_SOURCE EXTRACT_:
=======
# Herping SA: Pernatty and the Peninsula



## GeckPhotographer (Feb 18, 2013)

So a couple of weeks back, I was sitting around bored. I don't like sitting around bored. Fortunately for me one of my friends wasn't sitting around bored, he was hatching plans to go herping in SA. Booking my ticket a couple days in advance I flew to South Australia ready to see some geckos. 

My friend picked me up at about 9 in the morning and after picking up another herper we were headed north. About 3 hours later we pulled into a Roadhouse near Port Augusta, the road hadn't held any herps yet and our spirits needed revitalizing with a tasty pie/pasty. Heading further North we realized we were way ahead of schedule, being the gecko interested people we didn't need to get to our destination till dark. With time on our hands we pulled over on the edge of the road and had a look around for what reptiles we could find, many small Ctenotus scurried into nearby bushes, I'm not sure what species they were and all were far to fast for me. With little luck at that place we decided to continue north to our destination arriving there (after going past and turning around and coming back) as it started to cool for the evening. Deciding to have another poke around we quickly found this Gillens Monitor and spent plenty of time photographing it. 



Varanus gilleni by Stephen Mahony, on Flickr



Varanus gilleni by Stephen Mahony, on Flickr



Varanus gilleni by Stephen Mahony, on Flickr



Varanus gilleni by Stephen Mahony, on Flickr



Varanus gilleni by Stephen Mahony, on Flickr



Varanus gilleni by Stephen Mahony, on Flickr

Not long after this we headed to the area around Pernatty Lagoon we'd been told to aim for our target. Those of you who are as gecko obsessed as me will recognize Pernatty Lagoon as the only place on can find a very special gecko. 
As the dusk settled we walked around on the dune, spotting only spiders, my headtorch batteries failed me and cursing all the way to the car I had to go back to get new ones. By the time I had replaced them and gotten back on the dune proper dark had properly fallen and many Lucasium damaeum (unphotographed) and Rhynchoedura eyrensis were covering the dune.
=======
_WRITTEN REQUEST_: In the forum post, what animal did the group find and spend plenty of time photographing after arriving at their destination? The listing comes from a separate source, unrelated to the forum post.

[Bounding box annotation entries]
=======
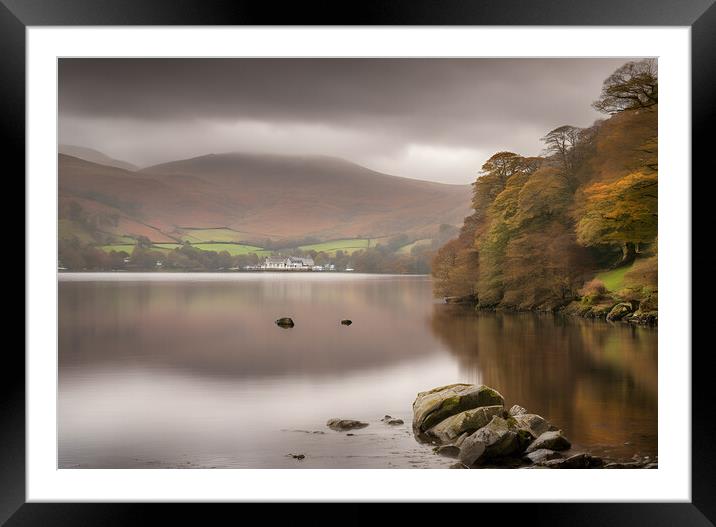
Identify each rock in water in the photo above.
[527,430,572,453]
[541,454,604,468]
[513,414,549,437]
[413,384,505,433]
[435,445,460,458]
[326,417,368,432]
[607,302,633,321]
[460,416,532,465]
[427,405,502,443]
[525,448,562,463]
=======
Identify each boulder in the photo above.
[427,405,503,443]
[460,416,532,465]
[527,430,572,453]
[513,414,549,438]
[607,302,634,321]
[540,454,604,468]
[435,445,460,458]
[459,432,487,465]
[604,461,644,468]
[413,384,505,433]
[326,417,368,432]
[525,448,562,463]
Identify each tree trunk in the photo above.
=======
_ANSWER BELOW_: A Gillens Monitor.